Exercise passage:
_ _ _ _
The moment I hopped into my Uber cab at the airport, I knew the next four months would be filled with excitement, cultural adjustment, and growth. I sat in the passenger seat with the driver to my right and watched him drive on the left side of the road. My chest tightened and my foot pressed on the imaginary brakes every time he took a turn. I could hear my friends whispering in the back seats something about fanny packs. I joined the conversation by loudly expressing, “I LOVE fanny packs!” Their mouths dropped, while the cab driver tried holding in a laugh. I later learned the word “fanny” means “pussy” in England. Woops.
My group of thirty students live in a flat in South Kensington right across from Hyde Park, a posh area where people wear nice clothes and drive expensive cars. Each floor has suite-style bedrooms with groups of two to four in each, two kitchens, and a living room. Back in the U.S., my rural campuses are split in two with females living on one and males living on the other. We had community bathrooms in the dorms and buffet-style meals in the dining halls. However, the flats in London are mixed with my guy friends sleeping right next door. One morning when I left my bedroom, one of my flat mates came out of his room with just a towel wrapped around his hips, and I had to take a second look at him. I am learning to patiently share one bathroom with my two roommates. The group is learning how to share the kitchen spaces together and keeping them clear of dirty dishes. Even though I grew up in a big family, this was all new to me.
_ _ _ _
Dataset excerpts:
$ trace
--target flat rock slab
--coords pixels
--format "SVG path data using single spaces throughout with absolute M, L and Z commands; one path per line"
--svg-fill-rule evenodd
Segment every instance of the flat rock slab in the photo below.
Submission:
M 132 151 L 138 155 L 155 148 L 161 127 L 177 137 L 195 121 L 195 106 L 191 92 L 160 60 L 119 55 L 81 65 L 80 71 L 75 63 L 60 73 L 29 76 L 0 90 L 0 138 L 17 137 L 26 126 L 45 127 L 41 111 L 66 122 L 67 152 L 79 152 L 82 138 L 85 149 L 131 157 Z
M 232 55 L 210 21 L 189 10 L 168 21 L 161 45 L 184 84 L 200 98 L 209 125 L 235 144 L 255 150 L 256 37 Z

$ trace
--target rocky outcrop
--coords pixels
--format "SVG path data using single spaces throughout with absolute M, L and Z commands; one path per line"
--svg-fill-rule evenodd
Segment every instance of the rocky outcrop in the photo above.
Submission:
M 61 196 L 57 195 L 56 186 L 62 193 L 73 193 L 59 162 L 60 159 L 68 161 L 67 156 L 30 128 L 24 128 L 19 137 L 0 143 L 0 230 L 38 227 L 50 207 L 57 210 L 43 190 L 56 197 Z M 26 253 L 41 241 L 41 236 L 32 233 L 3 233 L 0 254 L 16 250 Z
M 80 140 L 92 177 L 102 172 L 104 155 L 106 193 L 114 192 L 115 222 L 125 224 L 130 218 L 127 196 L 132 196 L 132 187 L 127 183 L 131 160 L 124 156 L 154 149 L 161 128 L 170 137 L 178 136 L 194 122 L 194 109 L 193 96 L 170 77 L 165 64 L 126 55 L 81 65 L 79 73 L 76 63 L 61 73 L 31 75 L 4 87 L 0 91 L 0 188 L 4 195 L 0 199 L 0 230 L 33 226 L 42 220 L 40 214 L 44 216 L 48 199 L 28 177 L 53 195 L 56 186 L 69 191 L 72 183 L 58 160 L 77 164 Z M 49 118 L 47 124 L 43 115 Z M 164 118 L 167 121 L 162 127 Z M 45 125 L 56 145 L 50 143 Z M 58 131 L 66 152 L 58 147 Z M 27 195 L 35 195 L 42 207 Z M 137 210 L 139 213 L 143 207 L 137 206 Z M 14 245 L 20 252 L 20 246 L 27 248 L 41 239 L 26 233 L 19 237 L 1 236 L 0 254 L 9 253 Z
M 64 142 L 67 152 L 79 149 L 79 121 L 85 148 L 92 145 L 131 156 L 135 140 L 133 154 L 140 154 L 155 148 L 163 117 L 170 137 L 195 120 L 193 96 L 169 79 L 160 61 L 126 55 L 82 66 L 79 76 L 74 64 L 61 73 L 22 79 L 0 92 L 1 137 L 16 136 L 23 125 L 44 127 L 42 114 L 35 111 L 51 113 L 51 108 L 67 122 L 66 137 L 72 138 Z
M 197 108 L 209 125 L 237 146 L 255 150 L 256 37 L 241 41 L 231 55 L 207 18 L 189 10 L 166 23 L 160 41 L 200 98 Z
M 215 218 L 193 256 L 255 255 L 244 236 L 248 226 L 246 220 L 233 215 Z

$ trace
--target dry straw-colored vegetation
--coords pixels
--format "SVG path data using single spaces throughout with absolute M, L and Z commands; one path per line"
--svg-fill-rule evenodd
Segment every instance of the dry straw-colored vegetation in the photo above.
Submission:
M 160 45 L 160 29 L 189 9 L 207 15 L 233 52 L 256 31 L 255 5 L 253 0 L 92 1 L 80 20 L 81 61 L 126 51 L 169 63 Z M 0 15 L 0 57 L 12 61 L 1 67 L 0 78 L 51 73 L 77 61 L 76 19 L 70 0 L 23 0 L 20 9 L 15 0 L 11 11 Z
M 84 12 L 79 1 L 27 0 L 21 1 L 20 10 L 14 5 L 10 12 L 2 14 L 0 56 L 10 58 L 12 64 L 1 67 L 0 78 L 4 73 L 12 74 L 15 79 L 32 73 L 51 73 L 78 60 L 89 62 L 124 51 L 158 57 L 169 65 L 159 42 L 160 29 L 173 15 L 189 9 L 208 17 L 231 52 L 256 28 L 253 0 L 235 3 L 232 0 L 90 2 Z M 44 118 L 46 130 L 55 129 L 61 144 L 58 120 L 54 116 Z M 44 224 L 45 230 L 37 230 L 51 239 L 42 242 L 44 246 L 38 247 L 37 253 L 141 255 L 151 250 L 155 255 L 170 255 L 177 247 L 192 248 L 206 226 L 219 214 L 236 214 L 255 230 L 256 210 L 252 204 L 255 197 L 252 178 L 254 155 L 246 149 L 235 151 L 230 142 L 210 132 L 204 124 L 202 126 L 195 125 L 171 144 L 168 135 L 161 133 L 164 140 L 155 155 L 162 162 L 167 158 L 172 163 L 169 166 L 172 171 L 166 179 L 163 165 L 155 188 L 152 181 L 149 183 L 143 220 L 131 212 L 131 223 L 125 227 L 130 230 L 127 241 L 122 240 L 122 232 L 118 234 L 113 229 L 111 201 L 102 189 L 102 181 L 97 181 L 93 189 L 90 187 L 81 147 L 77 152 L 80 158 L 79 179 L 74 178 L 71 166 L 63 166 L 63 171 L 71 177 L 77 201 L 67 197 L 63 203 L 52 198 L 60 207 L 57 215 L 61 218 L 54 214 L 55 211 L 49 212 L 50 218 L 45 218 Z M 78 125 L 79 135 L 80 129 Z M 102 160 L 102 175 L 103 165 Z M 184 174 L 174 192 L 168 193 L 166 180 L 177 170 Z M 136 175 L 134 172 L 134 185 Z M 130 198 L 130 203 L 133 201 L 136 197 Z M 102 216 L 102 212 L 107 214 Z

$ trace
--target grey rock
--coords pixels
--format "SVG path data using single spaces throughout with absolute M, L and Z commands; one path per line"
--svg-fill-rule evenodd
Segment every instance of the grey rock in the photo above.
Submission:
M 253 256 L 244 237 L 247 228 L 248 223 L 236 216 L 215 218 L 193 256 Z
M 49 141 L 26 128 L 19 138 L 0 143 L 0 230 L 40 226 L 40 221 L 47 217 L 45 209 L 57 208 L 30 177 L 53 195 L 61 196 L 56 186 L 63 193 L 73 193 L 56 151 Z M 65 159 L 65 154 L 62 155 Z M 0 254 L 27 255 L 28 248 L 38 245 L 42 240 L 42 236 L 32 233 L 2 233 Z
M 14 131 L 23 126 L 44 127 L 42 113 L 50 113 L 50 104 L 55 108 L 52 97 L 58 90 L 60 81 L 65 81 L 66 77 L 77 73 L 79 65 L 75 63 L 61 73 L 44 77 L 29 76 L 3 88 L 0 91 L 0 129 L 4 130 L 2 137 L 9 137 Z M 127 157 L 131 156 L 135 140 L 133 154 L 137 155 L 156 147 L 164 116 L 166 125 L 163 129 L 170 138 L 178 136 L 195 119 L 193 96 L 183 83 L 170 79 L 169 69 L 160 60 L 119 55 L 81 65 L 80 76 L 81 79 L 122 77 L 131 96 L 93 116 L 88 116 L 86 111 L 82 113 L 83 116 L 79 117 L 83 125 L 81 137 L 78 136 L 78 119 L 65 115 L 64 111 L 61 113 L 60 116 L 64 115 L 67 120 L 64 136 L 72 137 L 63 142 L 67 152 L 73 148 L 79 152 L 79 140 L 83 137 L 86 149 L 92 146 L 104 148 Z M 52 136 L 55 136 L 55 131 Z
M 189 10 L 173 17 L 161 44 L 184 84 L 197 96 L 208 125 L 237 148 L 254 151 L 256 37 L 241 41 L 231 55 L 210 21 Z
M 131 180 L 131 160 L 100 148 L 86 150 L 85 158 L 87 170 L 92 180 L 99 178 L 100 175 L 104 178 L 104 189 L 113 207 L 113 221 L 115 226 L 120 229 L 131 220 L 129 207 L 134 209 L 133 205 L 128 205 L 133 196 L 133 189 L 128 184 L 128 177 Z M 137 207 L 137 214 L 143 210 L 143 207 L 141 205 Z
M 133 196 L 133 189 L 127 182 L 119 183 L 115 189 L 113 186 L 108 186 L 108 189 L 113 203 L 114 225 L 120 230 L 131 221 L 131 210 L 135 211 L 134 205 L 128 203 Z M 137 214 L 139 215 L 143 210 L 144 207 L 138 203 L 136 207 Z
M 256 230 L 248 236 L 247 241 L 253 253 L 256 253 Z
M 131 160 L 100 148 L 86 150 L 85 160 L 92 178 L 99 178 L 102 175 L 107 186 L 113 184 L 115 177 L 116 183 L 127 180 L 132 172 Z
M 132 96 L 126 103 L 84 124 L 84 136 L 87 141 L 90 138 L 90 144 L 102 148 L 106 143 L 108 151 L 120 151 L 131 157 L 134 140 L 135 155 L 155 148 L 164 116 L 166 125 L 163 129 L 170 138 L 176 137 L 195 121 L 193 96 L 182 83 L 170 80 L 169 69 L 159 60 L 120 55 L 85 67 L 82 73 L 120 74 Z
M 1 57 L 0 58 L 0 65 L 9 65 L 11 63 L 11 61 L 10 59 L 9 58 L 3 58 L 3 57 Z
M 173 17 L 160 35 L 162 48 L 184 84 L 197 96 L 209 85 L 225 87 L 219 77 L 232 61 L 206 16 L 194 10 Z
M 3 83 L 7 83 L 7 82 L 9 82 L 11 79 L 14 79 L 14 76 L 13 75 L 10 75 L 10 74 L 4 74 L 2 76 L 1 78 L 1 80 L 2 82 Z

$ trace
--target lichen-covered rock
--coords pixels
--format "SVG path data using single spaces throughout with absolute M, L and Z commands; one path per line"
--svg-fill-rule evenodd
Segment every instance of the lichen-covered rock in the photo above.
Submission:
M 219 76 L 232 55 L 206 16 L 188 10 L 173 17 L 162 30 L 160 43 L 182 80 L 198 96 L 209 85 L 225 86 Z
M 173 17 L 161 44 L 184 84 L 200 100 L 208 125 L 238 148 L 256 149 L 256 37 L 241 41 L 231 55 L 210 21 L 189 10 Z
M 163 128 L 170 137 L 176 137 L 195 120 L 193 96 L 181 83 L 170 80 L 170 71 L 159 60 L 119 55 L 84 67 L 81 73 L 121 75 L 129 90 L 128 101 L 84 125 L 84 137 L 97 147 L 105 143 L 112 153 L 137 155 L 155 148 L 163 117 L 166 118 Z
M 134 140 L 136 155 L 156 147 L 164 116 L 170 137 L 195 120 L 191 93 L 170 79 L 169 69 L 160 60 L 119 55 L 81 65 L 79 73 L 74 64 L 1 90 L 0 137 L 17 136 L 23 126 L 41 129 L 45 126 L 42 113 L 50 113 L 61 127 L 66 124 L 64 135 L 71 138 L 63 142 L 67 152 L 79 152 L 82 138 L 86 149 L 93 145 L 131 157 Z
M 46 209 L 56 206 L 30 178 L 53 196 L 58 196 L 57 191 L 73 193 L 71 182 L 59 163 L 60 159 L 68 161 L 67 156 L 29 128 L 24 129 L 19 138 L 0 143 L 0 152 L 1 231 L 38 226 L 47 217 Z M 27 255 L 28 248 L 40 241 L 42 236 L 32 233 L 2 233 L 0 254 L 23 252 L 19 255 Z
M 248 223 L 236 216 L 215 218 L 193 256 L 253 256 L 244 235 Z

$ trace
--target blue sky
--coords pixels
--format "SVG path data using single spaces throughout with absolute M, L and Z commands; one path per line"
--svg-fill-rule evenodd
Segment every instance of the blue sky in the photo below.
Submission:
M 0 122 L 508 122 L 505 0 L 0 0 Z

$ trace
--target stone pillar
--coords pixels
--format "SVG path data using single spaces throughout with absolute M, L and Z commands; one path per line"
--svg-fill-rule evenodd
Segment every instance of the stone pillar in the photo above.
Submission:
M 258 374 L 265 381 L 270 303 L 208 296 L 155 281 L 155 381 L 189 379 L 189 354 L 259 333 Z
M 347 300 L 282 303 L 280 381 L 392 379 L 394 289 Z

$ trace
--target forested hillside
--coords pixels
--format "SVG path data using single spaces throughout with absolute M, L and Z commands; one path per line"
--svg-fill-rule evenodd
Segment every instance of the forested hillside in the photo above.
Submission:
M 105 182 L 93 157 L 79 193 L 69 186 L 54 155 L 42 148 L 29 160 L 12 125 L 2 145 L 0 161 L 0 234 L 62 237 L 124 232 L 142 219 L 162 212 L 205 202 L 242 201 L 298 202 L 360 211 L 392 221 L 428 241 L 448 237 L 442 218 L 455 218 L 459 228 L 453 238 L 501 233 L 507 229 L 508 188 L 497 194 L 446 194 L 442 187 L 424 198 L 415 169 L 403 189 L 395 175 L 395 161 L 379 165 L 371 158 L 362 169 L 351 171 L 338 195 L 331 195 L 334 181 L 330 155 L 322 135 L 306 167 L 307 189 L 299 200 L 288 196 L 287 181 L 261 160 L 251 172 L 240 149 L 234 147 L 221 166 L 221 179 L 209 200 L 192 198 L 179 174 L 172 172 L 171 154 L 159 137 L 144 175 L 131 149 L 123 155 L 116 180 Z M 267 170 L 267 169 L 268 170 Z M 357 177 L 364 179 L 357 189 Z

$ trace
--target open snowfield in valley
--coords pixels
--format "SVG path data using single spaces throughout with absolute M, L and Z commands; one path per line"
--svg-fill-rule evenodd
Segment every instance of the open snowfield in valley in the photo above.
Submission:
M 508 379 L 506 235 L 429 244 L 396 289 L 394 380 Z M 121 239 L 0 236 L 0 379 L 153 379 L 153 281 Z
_ _ _ _
Activity: Carry on the account of a semester living in a London flat, starting right after its final sentence.

Result:
Shopping at the grocery store in London is also a different experience. The expiration dates are shorter because the foods are made without preservatives or unnecessary chemicals. It is not like driving to Costco and filling up the shopping carts to buy foods in bulk. The fresh produce is more affordable, so I fill my shelf in the refrigerator with red bell peppers, tomatoes, and spinach; good for a refreshing salad or an egg scramble. I get my fruits by taking the underground train to Borough Market and purchasing a bundle of seven bananas for one pound. I am surrounded by an abundance of healthy foods, and the foodie in me LOVES it!
Mexican food is not popular in London, so it is hard to find a place that serves some. I was craving chicken enchiladas and headed to Sainsbury’s, the grocery store, with my list in one hand and my reusable bags in the other. I went through my list but could not find enchilada sauce anywhere. I panicked a little before I found an enchilada sauce recipe online that called for a mix of tomato sauce and spices. My next challenge was searching for tomato sauce, imagining I would find some in a can, like the kind I am used to. After much frustration, I nervously settled for a plastic bottle of sieved tomatoes. The enchiladas turned out delicious, and I learned to be more flexible when looking for something I need.
Although I recently visited London, a city I assumed to have a similar culture to America, I experienced culture shock and more frustrations than I thought. The language and food can be different. For example, Londoners say toilets instead of bathrooms and chips instead of French fries. The peanut butter is not as sweet, and the grocery stores do not sell instant macaroni and cheese. I had to learn to live with people, who were strangers at first, in close corridors. I struggled with my first few days in London, but I now call this city my home. The little things can make a difference to adjusting in a new home, but it is important to be patient, have an open-mind, and know that everything will be alright.